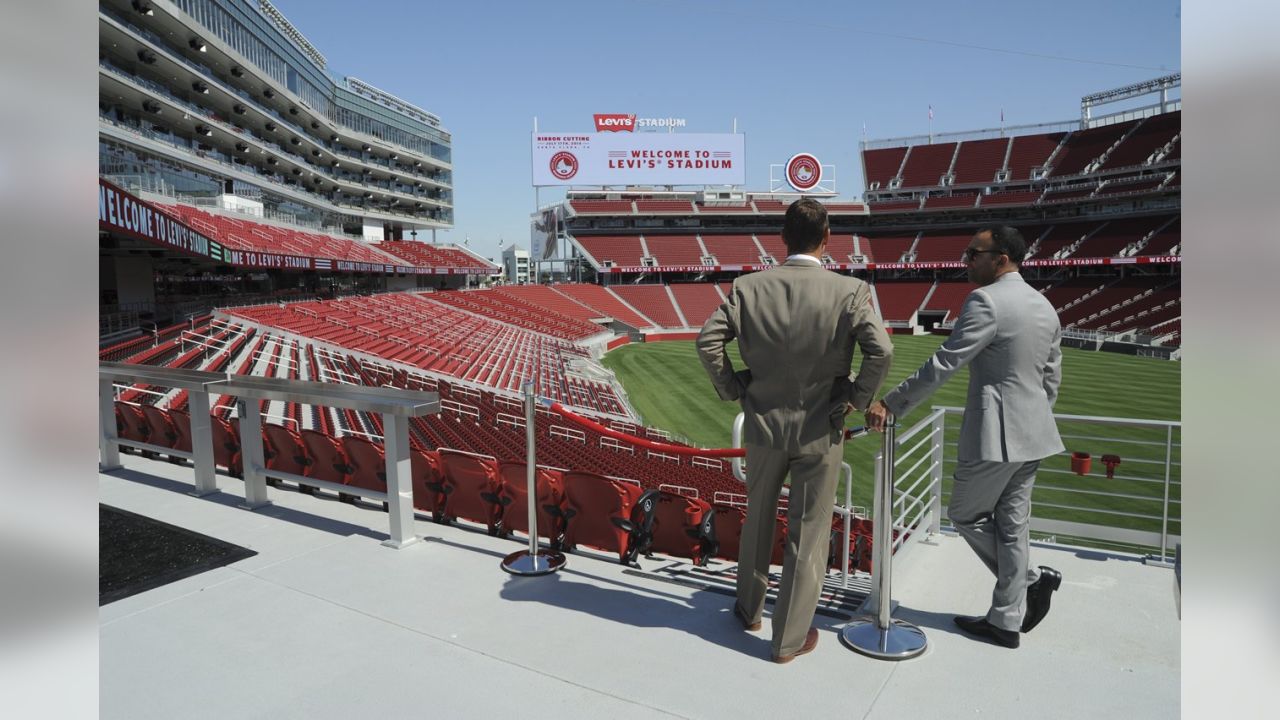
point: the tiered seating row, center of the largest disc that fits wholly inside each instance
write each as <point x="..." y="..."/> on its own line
<point x="426" y="255"/>
<point x="433" y="336"/>
<point x="247" y="235"/>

—————

Stated problem: Return every line of the records above word for word, leaving out the pictures.

Result for this exercise:
point: the tiered seating row, center of the largest disc that fits wholly inside each instance
write each as <point x="..." y="..."/> on its own line
<point x="426" y="255"/>
<point x="433" y="336"/>
<point x="247" y="235"/>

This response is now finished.